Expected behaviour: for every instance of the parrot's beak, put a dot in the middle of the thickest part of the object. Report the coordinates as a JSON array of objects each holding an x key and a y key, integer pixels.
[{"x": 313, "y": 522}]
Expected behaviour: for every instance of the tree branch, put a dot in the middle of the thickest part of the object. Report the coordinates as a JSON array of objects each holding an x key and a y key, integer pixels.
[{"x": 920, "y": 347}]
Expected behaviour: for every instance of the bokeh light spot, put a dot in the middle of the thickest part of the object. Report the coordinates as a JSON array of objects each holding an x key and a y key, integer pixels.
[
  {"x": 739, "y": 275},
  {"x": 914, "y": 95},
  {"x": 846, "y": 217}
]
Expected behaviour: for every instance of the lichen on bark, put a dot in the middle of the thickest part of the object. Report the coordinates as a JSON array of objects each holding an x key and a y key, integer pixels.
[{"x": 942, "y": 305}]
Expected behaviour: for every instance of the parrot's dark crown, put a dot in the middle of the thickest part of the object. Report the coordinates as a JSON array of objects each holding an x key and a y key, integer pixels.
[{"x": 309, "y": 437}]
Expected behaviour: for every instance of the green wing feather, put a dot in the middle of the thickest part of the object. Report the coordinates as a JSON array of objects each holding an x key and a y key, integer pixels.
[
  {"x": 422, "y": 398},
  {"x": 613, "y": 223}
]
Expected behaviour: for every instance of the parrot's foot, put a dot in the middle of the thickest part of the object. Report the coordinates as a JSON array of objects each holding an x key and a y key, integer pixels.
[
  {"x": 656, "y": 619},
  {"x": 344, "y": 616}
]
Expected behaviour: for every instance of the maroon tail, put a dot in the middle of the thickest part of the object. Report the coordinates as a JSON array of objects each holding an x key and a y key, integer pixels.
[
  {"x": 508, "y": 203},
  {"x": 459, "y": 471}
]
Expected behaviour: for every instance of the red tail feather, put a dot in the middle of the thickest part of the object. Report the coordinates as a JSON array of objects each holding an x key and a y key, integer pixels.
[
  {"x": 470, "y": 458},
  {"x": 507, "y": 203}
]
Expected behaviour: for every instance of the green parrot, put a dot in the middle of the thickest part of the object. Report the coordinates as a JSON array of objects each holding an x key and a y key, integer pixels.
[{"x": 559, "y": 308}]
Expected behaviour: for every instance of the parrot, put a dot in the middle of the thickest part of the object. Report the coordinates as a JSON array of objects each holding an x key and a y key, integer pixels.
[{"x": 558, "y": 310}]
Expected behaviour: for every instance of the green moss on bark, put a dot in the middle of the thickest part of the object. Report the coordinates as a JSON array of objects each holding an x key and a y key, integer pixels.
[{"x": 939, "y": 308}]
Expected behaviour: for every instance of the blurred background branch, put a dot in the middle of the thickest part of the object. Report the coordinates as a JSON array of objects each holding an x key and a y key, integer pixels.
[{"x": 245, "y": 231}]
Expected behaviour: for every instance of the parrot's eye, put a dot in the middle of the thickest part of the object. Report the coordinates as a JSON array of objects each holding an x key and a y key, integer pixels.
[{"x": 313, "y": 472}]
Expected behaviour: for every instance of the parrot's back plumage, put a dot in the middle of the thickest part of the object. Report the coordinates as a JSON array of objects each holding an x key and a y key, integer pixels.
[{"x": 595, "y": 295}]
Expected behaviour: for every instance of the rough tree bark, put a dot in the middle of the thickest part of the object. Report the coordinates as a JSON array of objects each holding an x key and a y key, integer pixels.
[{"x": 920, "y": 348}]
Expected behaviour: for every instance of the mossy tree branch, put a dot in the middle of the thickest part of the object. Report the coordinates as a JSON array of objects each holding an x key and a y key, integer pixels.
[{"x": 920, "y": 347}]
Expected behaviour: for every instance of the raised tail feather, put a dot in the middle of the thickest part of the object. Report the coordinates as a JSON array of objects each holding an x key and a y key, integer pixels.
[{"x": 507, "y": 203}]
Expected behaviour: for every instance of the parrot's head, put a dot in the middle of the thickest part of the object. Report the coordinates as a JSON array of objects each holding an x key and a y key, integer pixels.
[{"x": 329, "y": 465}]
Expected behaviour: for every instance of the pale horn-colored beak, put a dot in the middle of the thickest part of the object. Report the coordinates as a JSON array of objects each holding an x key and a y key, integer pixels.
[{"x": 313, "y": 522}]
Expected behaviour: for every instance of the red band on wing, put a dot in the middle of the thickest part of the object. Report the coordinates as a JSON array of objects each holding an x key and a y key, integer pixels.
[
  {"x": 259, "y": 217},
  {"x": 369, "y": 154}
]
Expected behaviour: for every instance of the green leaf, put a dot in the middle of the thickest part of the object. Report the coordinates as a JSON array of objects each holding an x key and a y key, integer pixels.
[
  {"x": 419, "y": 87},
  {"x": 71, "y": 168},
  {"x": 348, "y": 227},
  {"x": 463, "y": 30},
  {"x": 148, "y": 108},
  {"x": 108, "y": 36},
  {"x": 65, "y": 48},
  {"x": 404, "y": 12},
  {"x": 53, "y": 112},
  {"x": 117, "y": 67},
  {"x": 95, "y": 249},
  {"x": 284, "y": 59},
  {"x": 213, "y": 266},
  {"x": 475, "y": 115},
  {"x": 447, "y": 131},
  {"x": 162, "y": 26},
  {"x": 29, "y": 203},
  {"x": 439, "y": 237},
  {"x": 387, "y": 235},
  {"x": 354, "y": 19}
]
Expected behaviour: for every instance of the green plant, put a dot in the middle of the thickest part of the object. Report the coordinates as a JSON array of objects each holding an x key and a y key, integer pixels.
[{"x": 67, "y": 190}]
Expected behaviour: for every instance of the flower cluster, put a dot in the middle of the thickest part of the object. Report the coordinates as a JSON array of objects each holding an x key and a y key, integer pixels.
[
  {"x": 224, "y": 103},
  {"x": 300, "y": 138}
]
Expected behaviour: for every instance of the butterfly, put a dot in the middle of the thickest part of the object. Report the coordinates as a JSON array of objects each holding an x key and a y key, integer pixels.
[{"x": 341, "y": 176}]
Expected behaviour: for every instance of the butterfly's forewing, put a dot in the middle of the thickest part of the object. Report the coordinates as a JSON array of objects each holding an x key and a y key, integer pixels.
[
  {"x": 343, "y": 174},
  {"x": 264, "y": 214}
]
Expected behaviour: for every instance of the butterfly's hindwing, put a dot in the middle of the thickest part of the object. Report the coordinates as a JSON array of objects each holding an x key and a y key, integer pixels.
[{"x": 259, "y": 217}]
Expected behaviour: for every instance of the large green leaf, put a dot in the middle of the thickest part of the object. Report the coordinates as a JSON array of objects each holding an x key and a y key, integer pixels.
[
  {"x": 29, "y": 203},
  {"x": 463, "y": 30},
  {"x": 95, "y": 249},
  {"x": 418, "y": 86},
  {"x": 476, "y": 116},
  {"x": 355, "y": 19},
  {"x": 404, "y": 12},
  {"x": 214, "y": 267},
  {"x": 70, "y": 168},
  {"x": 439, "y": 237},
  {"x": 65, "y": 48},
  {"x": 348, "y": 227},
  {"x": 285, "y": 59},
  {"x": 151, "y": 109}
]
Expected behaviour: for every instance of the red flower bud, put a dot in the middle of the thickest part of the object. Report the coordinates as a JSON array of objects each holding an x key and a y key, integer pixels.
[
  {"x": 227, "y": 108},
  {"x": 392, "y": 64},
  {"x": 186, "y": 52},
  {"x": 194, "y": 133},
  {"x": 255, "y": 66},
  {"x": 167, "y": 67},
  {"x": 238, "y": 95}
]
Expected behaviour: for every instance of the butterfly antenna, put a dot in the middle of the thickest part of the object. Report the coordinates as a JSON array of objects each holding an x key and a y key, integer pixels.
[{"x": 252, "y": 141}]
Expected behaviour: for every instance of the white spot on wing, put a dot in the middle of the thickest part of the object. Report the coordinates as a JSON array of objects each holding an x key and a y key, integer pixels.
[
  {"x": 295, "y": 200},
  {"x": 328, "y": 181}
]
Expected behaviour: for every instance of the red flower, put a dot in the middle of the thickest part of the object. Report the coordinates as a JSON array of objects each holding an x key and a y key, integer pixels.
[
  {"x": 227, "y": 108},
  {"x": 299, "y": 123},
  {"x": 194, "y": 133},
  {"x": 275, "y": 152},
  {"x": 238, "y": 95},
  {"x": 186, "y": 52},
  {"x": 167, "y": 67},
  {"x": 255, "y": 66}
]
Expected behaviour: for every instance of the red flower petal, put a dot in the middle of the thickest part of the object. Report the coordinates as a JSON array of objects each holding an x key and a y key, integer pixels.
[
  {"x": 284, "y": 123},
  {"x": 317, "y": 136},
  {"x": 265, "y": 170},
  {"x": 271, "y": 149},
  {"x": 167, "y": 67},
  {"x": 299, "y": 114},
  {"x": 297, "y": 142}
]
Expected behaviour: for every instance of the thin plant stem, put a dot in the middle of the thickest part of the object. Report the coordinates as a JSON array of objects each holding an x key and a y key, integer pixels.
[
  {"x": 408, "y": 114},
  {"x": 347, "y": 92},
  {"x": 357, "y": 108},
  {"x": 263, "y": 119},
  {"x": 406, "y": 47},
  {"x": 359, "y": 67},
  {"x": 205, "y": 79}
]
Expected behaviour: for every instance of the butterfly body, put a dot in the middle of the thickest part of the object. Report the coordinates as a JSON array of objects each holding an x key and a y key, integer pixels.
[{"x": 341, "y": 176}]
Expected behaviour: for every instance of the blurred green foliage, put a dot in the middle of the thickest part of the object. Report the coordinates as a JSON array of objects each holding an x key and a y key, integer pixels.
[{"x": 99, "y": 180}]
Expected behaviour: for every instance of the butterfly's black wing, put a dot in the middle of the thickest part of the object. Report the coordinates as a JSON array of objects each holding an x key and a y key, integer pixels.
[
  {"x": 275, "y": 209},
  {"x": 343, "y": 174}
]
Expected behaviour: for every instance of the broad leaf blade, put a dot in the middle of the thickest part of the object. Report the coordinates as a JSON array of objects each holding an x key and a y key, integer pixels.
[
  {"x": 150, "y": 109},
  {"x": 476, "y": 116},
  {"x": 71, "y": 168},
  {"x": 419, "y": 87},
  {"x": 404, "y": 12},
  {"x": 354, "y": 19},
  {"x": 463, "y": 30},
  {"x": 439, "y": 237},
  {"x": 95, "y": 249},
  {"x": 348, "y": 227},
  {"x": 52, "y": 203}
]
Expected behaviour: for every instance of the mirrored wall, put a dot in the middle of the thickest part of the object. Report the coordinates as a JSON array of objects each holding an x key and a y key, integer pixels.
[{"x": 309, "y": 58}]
================
• _Exercise description_:
Arrange everything from the line containing "Expected behaviour: for every instance of the broad" down to the end of the entries above as a numbered list, leaving out any blank lines.

• _Output below_:
1. Expected behaviour: for every instance of the broad leaf blade, put a dot in the middle of the thickest part of the object. Report the coordinates as a JSON array of objects each holding an x key and a y key, integer pixels.
2. [
3.   {"x": 150, "y": 109},
4.   {"x": 476, "y": 116},
5.   {"x": 71, "y": 168},
6.   {"x": 419, "y": 87},
7.   {"x": 404, "y": 12},
8.   {"x": 354, "y": 19},
9.   {"x": 463, "y": 30},
10.   {"x": 439, "y": 237},
11.   {"x": 95, "y": 249},
12.   {"x": 348, "y": 227},
13.   {"x": 52, "y": 203}
14. ]
15. Expected behaviour: for every instance of the mirrored wall, put a dot in the middle of the thickest part of the object. Report the coordinates as a JSON array of objects each holding an x key and a y key, integer pixels.
16. [{"x": 309, "y": 58}]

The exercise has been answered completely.